### [Extract provided]
-- Opening Marker --

Skip to content
New issue

Have a question about this project? Sign up for a free GitHub account to open an issue and contact its maintainers and the community.

By clicking “Sign up for GitHub”, you agree to our terms of service and privacy statement. We’ll occasionally send you account related emails.

Already on GitHub? Sign in to your account

[WIP] TS-based spell-checking with hunspell #6343

Draft
wants to merge 2 commits into
base: master
Choose a base branch
from

Conversation

divarvel
Copy link
Contributor

@divarvel divarvel commented Mar 17, 2023

This is the continuation of #3965

ToDo

  • apply changes to an up-to-date master commit
  • have hunspell-rs compile in the devenv setup
  • provide a way to apply fixes (maybe in the code actions popup?)

@David-Else
Copy link
Contributor

David-Else commented Mar 17, 2023

This might well be the best solution for intelligent spell checking for comments, but with Helix's new multiple language servers feature and https://github.com/valentjn/ltex-ls (soon to get a long needed update, the author has returned to the project) maybe that would be a better solution? In the readme it says:

Comment checking in many popular programming languages (optional, opt-in)

I have not checked out that feature yet as we needed the multiple language servers to make it workable. My settings:

[language-server.ltex-ls]
command = "ltex-ls"

[language-server.ltex-ls.config]
ltex.disabledRules = { "en-US" = [
  "PROFANITY",
], "en-GB" = [
  "PROFANITY",
] }
ltex.dictionary = { "en-US" = [
  "builtin",
], "en-GB" = [
  "builtin",
] } 

[[language]]
name = "markdown"
language-servers = [  "ltex-ls", "marksman" ]
text-width = 80
formatter = { command = 'prettier', args = [
  "--parser",
  "markdown",
  "--prose-wrap",
  "never",        # <always|never|preserve>
] }

@divarvel
Copy link
Contributor Author

divarvel commented Mar 17, 2023

This might well be the best solution for intelligent spell checking for comments, but with Helix's new multiple language servers feature and https://github.com/valentjn/ltex-ls (soon to get a long needed update, the author has returned to the project) maybe that would be a better solution? In the readme it says:

Comment checking in many popular programming languages (optional, opt-in)

I have not checked out that feature yet as we needed the multiple language servers to make it workable.

ltex-ls is quite heavyweight because it checks more than just vocabulary, so it's a huge dependency compared to hunspell. Also, it makes supporting more (programming) languages more complex because then we depend on ltex-ls to support them.

@pascalkuthe
Copy link
Member

More imoortantly ltex-ls can only check comments in some languages (and development is not active) and there is no checking for identifiers. With TS based spell checking you can spellchecker variable names etc.

-- Closing Marker --

### [Your objective]
Extend the discussion on Tree-sitter-based spell-checking with hunspell, beginning after its final comment. The rows are not required for this exercise.

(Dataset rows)
-- Opening Marker --

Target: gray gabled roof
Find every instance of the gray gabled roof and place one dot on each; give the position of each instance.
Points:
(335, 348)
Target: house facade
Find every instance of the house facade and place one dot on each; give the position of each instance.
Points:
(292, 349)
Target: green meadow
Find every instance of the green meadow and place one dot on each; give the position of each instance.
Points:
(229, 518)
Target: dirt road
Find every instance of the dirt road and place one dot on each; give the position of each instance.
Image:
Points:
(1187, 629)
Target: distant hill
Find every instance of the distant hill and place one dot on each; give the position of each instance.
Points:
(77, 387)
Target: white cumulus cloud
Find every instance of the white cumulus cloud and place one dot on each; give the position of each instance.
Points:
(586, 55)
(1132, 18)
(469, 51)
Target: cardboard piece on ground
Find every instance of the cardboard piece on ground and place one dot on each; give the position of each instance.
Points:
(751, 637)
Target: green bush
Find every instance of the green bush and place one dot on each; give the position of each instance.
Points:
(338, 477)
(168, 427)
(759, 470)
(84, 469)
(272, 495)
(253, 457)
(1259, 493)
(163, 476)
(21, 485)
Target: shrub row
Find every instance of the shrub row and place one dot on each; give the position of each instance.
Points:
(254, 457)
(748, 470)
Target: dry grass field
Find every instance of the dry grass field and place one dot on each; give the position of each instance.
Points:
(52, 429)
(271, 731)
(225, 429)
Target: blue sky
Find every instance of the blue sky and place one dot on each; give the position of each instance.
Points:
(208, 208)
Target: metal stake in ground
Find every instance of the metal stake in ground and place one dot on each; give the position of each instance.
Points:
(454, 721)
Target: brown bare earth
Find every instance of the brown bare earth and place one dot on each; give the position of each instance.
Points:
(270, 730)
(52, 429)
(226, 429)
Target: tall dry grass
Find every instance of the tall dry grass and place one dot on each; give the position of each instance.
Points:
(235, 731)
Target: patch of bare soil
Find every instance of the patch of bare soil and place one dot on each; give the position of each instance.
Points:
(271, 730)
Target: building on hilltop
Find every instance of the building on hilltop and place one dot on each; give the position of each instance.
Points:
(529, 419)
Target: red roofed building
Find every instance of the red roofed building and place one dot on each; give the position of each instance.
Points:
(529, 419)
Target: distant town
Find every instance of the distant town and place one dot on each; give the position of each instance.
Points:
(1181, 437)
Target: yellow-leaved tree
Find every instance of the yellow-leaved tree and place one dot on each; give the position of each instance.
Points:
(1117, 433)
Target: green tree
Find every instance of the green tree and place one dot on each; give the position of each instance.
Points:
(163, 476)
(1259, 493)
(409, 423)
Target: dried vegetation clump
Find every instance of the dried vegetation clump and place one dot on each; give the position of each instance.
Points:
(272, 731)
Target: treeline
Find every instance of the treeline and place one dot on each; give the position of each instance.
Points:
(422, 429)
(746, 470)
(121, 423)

-- Closing Marker --

### [The answer]
@David-Else
Copy link
Contributor

Development is active again, check my link. I would be very happy to get this hunspell PR merged, I just thought I would draw attention to ltex-ls as I find it vastly superior to hunspell in every way. I would probably end up using both, hunspell just for code comments.

@divarvel
Copy link
Contributor Author

I think it's good to have both options indeed, hunspell is low-profile and easily available, with the possibility to switch to a more powerful tool through a language server.

If anyone manages to get hunspell-rs to compile within the environment provided by the nix flake, that could be a good way forward. The alternative would be to provide a pure rust impl of hunspell, but i don't have the cycles for that.

@pascalkuthe
Copy link
Member

Great t hear ltex-ls is active again! I definitely think having both options is great. I would like to look into porting nuspell (modern hunspell implementation with better suggestions) to rust.

@divarvel
Copy link
Contributor Author

divarvel commented Mar 17, 2023

Based on what we currently have, there are a few options forward:

  • go on with hunspell and find a way to make it compile (i could use help from someone familiar with nix-cargo-integration)

  • search for pure-rust spell-checking libs (a quick search only returned pointers to C++ libs with bindings in rust)

  • start working on a pure rust spell-checking library (i don't have the bandwidth available for that, personally)

  • continue working on the helix side of things, to add support for

    • suggestions (something close to code actions, but maybe with a separate command / binding, since code actions are completely handled by LSP code)
    • code identifiers support (ie handle camel case and snake case)

    while waiting for the spell-checker issue to be solved.

@pascalkuthe
Copy link
Member

I will look into porting the spell checker to rust. I think there is enough to do on the helix side for now and once.the pure rust check is ready it should be pretty easy to swap out as the API will.be mostly the same.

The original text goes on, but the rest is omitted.